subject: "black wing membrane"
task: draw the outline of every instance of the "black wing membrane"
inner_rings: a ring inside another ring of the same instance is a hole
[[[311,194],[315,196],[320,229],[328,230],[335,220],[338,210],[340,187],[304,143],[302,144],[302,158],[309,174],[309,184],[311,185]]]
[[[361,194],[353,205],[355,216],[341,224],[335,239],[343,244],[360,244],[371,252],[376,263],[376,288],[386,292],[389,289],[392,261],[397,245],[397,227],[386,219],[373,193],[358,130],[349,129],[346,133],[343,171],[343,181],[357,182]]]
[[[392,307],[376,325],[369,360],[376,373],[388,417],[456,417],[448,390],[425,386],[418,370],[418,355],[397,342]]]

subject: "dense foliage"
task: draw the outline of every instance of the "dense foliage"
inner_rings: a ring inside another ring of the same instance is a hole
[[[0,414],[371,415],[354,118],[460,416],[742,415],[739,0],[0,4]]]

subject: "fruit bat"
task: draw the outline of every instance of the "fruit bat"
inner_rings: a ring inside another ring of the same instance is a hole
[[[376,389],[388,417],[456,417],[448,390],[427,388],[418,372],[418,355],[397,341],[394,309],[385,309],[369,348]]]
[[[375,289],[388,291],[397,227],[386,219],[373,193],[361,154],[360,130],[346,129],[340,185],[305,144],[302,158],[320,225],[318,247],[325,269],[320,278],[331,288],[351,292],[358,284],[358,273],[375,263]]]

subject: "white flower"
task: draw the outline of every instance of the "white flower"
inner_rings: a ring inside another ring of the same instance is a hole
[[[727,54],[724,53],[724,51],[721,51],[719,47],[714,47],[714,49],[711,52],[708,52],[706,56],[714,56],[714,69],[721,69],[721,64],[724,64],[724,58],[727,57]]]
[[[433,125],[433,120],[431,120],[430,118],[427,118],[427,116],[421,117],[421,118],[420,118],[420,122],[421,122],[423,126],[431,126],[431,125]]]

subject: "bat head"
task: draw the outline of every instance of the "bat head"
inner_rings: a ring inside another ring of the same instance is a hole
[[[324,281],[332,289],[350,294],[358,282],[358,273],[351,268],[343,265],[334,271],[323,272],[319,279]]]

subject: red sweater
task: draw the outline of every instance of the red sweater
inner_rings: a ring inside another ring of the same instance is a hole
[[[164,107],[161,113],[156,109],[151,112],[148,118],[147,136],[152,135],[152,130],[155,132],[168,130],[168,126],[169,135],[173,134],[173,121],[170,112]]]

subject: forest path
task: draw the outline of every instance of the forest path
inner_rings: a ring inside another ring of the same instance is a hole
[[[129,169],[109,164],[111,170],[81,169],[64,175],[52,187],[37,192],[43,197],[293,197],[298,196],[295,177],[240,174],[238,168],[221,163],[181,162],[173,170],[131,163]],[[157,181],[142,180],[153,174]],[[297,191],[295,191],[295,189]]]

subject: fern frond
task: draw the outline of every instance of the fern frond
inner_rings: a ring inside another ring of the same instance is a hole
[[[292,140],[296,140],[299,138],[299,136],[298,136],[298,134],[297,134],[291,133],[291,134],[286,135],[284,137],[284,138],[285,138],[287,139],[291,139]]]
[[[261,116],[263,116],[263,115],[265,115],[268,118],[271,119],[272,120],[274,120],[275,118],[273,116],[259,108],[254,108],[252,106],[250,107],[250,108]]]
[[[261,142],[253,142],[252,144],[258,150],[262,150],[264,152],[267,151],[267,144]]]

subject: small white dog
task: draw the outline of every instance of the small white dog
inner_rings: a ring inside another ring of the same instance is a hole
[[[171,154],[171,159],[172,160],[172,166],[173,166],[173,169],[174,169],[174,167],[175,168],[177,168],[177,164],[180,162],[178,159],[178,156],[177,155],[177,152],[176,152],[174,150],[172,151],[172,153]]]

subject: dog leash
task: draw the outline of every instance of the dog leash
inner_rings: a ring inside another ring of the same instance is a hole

» **Stated task**: Please pull out every line of the records that contains the string "fruit".

» **Written answer**:
subject: "fruit bat"
task: draw the outline of every instance of the "fruit bat"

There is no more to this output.